Selected text
══════════════════════════════
Laurie Strode (Jamie Lee Curtis) spends her life preparing for what she perceives as an inevitable fate in Halloween: Another violent showdown with Michael Myers, the masked Boogeyman who tried to murder her on Halloween night 40 years ago. Today, Laurie is a mother to Karen (Judy Greer) and a grandmother to Allyson (Andi Matichak). But instead of living a full life in the comfort of her family, Laurie is defined entirely by her trauma; she lives in seclusion in a heavily-guarded home where she spends her days preparing for Michael’s return.
══════════════════════════════
Given information
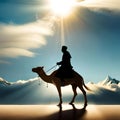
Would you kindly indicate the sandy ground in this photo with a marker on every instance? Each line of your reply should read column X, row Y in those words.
column 53, row 112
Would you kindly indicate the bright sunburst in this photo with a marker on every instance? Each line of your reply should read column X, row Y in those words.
column 62, row 7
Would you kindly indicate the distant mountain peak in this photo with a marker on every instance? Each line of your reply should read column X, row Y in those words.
column 2, row 81
column 109, row 81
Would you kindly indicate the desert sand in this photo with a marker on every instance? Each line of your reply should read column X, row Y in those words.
column 53, row 112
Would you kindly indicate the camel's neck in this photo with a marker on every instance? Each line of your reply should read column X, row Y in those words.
column 45, row 77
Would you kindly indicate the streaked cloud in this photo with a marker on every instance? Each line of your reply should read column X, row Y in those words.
column 31, row 92
column 111, row 4
column 18, row 40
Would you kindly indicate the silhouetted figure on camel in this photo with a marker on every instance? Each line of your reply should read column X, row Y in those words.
column 65, row 70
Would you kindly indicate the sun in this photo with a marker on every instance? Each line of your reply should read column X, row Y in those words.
column 62, row 7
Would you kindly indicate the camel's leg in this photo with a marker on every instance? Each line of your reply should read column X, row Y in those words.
column 60, row 95
column 85, row 97
column 75, row 93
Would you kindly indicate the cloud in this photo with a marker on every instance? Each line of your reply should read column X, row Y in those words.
column 19, row 40
column 34, row 91
column 109, row 4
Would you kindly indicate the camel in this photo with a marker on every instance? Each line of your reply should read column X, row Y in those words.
column 76, row 81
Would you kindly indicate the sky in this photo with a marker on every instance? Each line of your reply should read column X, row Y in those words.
column 30, row 36
column 31, row 92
══════════════════════════════
What you need to do
• 1. Check each statement against the Halloween film summary. Answer yes or no for each and quote the words of the summary that decide it.
(a) Michael Myers tried to kill Laurie forty years ago.
(b) Laurie lives surrounded by the comfort of her family.
(c) Allyson is Laurie's granddaughter.
• 2. Write the next few sentences of the Halloween film summary, beginning after its final sentence.

Results in order
• 1.
(a) Yes: "the masked Boogeyman who tried to murder her on Halloween night 40 years ago."
(b) No: "instead of living a full life in the comfort of her family, Laurie is defined entirely by her trauma; she lives in seclusion in a heavily-guarded home."
(c) Yes: "a grandmother to Allyson (Andi Matichak)."

• 2.
Karen’s childhood was similarly defined by Laurie’s traumatic past, while Allyson’s coming-of-age suffered a more indirect impact in its aftermath. Before Karen was taken away by Child Services at the age of 12, Laurie prepared her daughter to be ready for the day when Michael came back. Karen spent most of her young life in Laurie’s basement “prison,” learning how to handle and shoot guns. To Laurie, this was survival; to Karen, it was the theft of her entire childhood — a concept echoed in the dollhouse in Karen’s room. Although Karen spends far less time with her dollhouse than Amma in Sharp Objects or Annie in Hereditary, its presence is still thematically important, as it represents her yearning for a better life and taking control over her own circumstances.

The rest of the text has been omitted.